AIM OF THE EXERCISE: Extract the entries in their exact form.

[[ ENTRIES SUPPLIED, beginning ]]

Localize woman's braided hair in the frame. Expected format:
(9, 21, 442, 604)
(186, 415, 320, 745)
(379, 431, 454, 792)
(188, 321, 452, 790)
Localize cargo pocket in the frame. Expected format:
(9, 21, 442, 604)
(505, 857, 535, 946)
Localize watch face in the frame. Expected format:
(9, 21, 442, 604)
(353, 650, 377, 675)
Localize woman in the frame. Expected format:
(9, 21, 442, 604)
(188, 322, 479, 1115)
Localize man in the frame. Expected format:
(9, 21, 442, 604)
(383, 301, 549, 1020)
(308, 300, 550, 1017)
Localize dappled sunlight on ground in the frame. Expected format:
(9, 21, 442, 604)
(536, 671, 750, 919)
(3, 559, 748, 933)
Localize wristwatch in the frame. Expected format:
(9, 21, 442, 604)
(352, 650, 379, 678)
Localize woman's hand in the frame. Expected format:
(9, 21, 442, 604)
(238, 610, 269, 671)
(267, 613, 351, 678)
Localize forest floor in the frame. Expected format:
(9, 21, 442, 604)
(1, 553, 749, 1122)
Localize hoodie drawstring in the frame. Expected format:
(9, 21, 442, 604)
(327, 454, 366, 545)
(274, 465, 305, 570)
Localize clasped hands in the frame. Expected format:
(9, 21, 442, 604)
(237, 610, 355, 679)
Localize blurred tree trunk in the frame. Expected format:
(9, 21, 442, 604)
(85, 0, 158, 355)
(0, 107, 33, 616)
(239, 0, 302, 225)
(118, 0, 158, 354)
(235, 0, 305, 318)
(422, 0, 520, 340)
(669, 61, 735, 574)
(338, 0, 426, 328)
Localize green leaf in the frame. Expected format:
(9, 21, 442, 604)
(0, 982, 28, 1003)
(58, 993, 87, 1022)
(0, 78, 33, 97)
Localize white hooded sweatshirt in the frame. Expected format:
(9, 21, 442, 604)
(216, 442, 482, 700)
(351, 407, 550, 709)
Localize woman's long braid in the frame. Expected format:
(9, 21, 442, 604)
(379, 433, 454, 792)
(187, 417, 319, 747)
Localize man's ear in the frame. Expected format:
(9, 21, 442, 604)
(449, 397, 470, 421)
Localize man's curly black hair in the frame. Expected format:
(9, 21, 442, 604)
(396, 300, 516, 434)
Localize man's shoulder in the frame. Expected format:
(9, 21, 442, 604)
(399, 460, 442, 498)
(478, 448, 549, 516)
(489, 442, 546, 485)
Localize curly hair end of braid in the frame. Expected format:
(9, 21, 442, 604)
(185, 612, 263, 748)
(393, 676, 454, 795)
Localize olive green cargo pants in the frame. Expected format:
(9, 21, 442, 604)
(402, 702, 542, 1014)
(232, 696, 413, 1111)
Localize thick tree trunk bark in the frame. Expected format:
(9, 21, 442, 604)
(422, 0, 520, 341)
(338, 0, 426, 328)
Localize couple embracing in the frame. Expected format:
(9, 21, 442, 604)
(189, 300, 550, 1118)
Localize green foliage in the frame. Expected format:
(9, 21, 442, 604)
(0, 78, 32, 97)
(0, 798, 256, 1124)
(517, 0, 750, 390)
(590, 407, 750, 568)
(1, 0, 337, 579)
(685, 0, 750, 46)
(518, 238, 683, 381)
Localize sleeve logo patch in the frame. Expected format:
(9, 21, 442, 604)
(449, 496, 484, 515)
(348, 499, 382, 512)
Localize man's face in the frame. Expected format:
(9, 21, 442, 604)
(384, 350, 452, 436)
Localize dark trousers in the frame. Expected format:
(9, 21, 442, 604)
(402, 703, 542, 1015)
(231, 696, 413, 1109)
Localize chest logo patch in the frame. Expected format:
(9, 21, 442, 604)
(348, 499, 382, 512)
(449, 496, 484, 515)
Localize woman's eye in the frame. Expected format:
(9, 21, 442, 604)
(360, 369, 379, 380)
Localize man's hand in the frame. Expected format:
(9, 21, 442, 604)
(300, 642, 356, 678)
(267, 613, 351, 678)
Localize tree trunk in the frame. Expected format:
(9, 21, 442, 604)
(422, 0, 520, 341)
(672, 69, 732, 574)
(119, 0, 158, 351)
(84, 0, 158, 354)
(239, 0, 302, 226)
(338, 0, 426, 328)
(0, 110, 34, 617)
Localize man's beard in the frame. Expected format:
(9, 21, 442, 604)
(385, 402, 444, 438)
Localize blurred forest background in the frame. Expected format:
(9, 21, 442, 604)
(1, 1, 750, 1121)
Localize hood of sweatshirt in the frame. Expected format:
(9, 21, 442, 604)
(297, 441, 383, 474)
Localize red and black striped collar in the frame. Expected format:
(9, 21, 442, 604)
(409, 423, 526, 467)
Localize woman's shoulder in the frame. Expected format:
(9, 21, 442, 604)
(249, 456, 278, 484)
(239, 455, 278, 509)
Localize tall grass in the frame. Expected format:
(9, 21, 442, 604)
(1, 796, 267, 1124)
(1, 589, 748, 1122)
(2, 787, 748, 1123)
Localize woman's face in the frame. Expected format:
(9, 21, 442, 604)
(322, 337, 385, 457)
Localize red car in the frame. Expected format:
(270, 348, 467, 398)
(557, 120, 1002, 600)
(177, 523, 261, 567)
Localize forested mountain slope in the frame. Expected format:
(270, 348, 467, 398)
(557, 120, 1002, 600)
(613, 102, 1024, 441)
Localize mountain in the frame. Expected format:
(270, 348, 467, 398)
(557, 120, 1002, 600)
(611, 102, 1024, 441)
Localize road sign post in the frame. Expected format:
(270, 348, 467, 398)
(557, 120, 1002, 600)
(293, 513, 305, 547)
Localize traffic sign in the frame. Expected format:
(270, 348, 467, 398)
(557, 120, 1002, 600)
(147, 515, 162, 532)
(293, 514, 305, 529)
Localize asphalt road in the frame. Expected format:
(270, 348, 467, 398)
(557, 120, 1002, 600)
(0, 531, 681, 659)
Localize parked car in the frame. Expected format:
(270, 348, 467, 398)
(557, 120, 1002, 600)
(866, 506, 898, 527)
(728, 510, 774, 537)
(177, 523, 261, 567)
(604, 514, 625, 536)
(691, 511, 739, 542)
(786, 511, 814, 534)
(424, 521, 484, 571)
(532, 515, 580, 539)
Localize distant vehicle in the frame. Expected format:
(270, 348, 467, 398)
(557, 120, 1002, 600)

[[ ENTRIES SUPPLIED, end ]]

RESPONSE FOR THIS EXERCISE:
Localize woman's braided hair in the frame. Expected format:
(9, 21, 442, 604)
(186, 415, 320, 745)
(379, 431, 454, 792)
(188, 321, 452, 790)
Localize cargo pocket in the frame. Expected format:
(9, 21, 442, 604)
(505, 857, 535, 946)
Localize watch face in the frame. Expected format:
(9, 21, 442, 604)
(353, 650, 377, 675)
Localize woman in the frame. Expected format:
(9, 21, 442, 604)
(188, 322, 479, 1115)
Localize man in the frame. Expected format:
(9, 21, 442, 604)
(383, 301, 549, 1020)
(308, 300, 550, 1017)
Localize dappled sunlight on ground in the frame. Expected format:
(9, 21, 442, 604)
(536, 671, 750, 919)
(3, 559, 748, 933)
Localize wristwatch in the frame. Expected format:
(9, 21, 442, 604)
(352, 650, 379, 678)
Localize woman's hand in the frame. Expected format:
(9, 21, 442, 604)
(238, 610, 269, 671)
(267, 613, 351, 678)
Localize forest floor in the frame. Expected format:
(9, 21, 442, 604)
(1, 553, 749, 1122)
Localize hoodie drawstring in the frame. Expected format:
(9, 21, 442, 604)
(327, 454, 366, 545)
(274, 465, 305, 570)
Localize clasped hands in the frame. Expected format:
(9, 21, 442, 604)
(237, 610, 355, 679)
Localize blurred tree trunk in the frame. Expected format:
(9, 21, 442, 604)
(85, 0, 158, 355)
(0, 107, 33, 616)
(239, 0, 302, 225)
(118, 0, 158, 354)
(235, 0, 305, 318)
(422, 0, 520, 340)
(669, 61, 735, 574)
(338, 0, 426, 328)
Localize green leaf in the frame. Expected format:
(9, 21, 442, 604)
(0, 982, 28, 1003)
(58, 993, 87, 1022)
(0, 78, 33, 97)
Localize white hooded sweatshirt in the frame. Expected format:
(9, 21, 442, 604)
(216, 442, 482, 700)
(351, 407, 550, 709)
Localize woman's long braid in the frame. Expected format:
(9, 21, 442, 604)
(379, 433, 454, 792)
(187, 417, 319, 747)
Localize man's ear in the frame. Expected format:
(9, 21, 442, 604)
(449, 397, 470, 421)
Localize man's curly black hair in the frame. Expected format:
(9, 21, 442, 604)
(396, 300, 516, 434)
Localize man's shoulder in the frame. Expected format:
(9, 21, 442, 604)
(399, 460, 442, 498)
(478, 448, 549, 516)
(489, 442, 546, 485)
Localize curly hair end of braid in the frame. Expected format:
(9, 21, 442, 604)
(185, 612, 263, 748)
(393, 676, 454, 795)
Localize olive green cargo pants in the frame. Expected format:
(9, 21, 442, 604)
(402, 702, 542, 1014)
(232, 696, 413, 1111)
Localize thick tree trunk bark in the frame. Expected format:
(9, 21, 442, 604)
(422, 0, 520, 341)
(338, 0, 426, 328)
Localize couple embracing in the frame. Expected format:
(9, 21, 442, 604)
(189, 300, 550, 1118)
Localize green foliage in the frame. Expected format:
(9, 21, 442, 604)
(0, 78, 32, 97)
(0, 798, 256, 1124)
(517, 0, 750, 390)
(590, 407, 750, 568)
(1, 0, 337, 579)
(685, 0, 750, 46)
(518, 238, 683, 381)
Localize sleeve logo patch in the frame. Expected format:
(9, 21, 442, 604)
(449, 496, 484, 515)
(348, 499, 382, 512)
Localize man's face in the frame. Expected format:
(9, 21, 442, 604)
(384, 350, 452, 436)
Localize dark trousers in the frame. Expected format:
(9, 21, 442, 604)
(402, 703, 542, 1015)
(231, 696, 413, 1109)
Localize chest logo patch in the frame. Expected format:
(9, 21, 442, 604)
(348, 499, 382, 512)
(449, 496, 484, 515)
Localize woman's eye in the frame. Expected format:
(9, 21, 442, 604)
(360, 369, 379, 380)
Localize man's hand in the frame. Expected format:
(9, 21, 442, 604)
(300, 642, 356, 678)
(267, 613, 351, 678)
Localize tree trunk in the frame. Expected format:
(9, 21, 442, 604)
(422, 0, 520, 341)
(672, 69, 732, 574)
(119, 0, 158, 351)
(84, 0, 158, 354)
(239, 0, 302, 226)
(338, 0, 426, 328)
(0, 110, 34, 617)
Localize man's beard in the frame. Expected format:
(9, 21, 442, 604)
(385, 402, 444, 438)
Localize blurred forest background in the frame. Expected format:
(9, 21, 442, 604)
(1, 1, 750, 1121)
Localize hood of sweatshirt in the frame. Expected format:
(9, 21, 442, 604)
(297, 441, 383, 474)
Localize red and black striped collar in the frame. Expected format:
(9, 21, 442, 604)
(409, 423, 526, 467)
Localize woman's shoulder in the frame. Expected format:
(9, 21, 442, 604)
(249, 456, 278, 484)
(239, 455, 278, 509)
Localize tall grass in the frame. Expected format:
(9, 21, 442, 604)
(1, 796, 267, 1124)
(1, 589, 748, 1122)
(2, 787, 748, 1123)
Localize woman's face in the frame. Expected format:
(9, 21, 442, 604)
(322, 337, 385, 457)
Localize red car in the frame. Expected format:
(270, 348, 467, 398)
(557, 120, 1002, 600)
(177, 523, 261, 567)
Localize forested mountain slope in the frame. Expected format:
(270, 348, 467, 398)
(557, 120, 1002, 600)
(613, 102, 1024, 441)
Localize mountain in the frame. Expected format:
(270, 348, 467, 398)
(557, 120, 1002, 600)
(611, 102, 1024, 441)
Localize road sign post in the frame. Expected format:
(270, 348, 467, 398)
(557, 120, 1002, 600)
(293, 513, 305, 547)
Localize traffic sign in the frame. Expected format:
(270, 348, 467, 398)
(557, 120, 1002, 600)
(147, 515, 162, 532)
(293, 514, 305, 529)
Localize asphalt road in the frame. Expected format:
(270, 348, 467, 398)
(557, 120, 1002, 600)
(0, 531, 681, 659)
Localize parked car in the frame. Expected format:
(270, 348, 467, 398)
(557, 120, 1002, 600)
(866, 506, 898, 527)
(728, 510, 774, 537)
(177, 523, 261, 567)
(604, 514, 625, 536)
(691, 511, 739, 542)
(786, 511, 814, 534)
(424, 521, 484, 571)
(532, 515, 580, 539)
Localize distant vehicle in the frame. Expected format:
(270, 348, 467, 398)
(557, 120, 1002, 600)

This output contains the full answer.